> **Directions**:
Gather every line of the items below that contains the word "gray", and list those lines.

(Stored data entries)
## start
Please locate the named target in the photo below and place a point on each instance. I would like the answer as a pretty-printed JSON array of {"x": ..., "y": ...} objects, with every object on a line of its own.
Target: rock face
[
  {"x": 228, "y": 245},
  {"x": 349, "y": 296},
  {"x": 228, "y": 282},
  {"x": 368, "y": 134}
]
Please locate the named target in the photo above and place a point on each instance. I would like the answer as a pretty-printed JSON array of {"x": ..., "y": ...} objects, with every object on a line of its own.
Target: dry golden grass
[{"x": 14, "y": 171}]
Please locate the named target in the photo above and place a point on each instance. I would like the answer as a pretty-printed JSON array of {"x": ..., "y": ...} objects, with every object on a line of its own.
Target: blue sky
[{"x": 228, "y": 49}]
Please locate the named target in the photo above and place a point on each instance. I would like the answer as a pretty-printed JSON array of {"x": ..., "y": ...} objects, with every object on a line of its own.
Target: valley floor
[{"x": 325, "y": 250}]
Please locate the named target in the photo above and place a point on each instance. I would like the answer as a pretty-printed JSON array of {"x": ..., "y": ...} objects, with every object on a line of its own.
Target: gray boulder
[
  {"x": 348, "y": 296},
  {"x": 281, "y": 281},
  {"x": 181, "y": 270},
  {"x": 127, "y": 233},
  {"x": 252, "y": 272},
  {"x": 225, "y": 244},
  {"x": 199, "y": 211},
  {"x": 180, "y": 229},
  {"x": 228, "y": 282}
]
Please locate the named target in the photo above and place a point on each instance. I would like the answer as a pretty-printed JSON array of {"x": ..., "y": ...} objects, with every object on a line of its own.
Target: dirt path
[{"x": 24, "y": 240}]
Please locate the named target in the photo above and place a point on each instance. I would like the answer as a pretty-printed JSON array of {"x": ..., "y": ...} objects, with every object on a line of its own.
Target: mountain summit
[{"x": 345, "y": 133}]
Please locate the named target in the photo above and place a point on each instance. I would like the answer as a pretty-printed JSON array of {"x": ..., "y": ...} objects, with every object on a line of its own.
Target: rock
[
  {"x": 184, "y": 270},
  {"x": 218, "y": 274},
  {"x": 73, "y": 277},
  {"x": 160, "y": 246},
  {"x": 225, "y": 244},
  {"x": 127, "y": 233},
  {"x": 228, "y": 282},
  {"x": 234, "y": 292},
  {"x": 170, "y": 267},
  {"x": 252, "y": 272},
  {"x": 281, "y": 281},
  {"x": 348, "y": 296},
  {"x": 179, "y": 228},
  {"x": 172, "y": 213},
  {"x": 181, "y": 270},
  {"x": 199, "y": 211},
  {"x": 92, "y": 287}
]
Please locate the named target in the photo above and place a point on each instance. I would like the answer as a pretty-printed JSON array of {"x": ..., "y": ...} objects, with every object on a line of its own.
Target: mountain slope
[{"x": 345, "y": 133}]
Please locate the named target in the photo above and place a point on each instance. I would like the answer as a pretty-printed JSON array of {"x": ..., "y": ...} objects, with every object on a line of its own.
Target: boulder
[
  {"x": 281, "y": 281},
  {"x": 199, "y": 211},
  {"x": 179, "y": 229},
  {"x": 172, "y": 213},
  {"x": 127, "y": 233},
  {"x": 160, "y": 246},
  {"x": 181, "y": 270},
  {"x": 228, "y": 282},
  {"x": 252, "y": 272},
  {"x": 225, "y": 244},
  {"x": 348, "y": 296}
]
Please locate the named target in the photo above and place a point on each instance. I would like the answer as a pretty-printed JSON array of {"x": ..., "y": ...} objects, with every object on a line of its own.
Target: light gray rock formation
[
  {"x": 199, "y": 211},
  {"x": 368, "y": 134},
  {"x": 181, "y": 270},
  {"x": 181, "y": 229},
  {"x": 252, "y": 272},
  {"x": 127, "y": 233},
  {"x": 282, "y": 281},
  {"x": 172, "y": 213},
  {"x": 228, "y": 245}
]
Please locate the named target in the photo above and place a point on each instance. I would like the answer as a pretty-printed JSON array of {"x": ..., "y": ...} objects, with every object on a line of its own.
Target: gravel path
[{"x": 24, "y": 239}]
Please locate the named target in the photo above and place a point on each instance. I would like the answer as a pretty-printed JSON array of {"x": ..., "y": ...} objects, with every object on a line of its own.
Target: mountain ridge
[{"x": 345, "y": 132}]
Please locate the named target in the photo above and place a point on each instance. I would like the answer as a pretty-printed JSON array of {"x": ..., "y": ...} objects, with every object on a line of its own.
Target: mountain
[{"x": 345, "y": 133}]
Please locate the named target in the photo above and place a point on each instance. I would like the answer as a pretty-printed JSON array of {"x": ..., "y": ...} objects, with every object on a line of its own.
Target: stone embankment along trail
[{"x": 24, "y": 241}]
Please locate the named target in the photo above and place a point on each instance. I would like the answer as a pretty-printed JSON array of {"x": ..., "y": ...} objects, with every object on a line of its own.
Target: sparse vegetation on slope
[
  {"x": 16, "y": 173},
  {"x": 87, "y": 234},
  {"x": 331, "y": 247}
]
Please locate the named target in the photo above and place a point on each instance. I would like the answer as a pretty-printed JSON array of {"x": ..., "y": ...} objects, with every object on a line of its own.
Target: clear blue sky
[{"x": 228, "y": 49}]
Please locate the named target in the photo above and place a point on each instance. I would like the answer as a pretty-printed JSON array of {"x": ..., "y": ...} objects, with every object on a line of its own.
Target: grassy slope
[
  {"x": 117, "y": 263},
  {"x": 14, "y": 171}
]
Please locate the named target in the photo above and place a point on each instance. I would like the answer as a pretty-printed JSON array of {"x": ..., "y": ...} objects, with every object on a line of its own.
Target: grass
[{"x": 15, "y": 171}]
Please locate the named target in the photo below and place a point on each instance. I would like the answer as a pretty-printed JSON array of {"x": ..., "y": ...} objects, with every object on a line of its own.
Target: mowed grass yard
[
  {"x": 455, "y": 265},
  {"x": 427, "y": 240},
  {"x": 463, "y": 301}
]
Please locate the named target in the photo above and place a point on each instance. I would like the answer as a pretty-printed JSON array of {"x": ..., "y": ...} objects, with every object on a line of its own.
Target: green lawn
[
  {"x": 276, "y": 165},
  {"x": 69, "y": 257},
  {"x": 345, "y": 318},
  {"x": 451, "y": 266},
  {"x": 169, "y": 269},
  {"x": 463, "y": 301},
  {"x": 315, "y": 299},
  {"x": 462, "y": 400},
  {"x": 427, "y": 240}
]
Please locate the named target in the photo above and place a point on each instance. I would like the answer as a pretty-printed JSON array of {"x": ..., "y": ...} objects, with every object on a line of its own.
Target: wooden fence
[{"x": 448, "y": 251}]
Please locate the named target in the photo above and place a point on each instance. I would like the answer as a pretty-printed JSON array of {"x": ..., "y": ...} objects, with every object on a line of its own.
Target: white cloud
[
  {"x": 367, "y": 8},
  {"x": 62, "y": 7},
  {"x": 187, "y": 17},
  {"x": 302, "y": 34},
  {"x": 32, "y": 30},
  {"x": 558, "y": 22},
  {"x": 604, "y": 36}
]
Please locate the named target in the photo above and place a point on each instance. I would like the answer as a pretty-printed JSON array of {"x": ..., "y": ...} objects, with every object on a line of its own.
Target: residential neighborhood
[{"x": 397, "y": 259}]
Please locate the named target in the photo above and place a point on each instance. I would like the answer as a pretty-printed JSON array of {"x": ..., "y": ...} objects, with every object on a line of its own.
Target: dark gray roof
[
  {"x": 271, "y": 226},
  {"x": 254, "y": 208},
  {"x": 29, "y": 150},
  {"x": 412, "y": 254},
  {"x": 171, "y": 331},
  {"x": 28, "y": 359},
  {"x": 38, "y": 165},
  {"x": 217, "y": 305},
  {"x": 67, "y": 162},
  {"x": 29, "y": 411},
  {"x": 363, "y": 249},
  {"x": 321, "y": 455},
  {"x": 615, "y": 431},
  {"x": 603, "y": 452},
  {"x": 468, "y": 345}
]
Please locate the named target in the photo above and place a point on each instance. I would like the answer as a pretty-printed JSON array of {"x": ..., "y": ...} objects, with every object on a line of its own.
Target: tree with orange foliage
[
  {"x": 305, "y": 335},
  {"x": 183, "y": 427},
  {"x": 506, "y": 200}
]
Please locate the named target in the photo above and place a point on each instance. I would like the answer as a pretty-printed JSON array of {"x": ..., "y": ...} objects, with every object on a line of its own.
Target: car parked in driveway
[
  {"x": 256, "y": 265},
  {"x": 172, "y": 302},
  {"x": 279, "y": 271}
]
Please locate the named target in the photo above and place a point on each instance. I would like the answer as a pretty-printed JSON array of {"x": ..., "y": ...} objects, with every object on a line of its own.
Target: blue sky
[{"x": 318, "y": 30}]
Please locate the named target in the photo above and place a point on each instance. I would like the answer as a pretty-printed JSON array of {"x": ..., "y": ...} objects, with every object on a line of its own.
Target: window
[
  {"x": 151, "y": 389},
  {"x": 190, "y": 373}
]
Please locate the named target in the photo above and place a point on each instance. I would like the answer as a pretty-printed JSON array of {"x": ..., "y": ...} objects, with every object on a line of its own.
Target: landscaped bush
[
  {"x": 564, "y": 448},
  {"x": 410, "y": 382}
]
## end
> **Written solution**:
Target: gray boulder
Target: light gray rock formation
Target: dark gray roof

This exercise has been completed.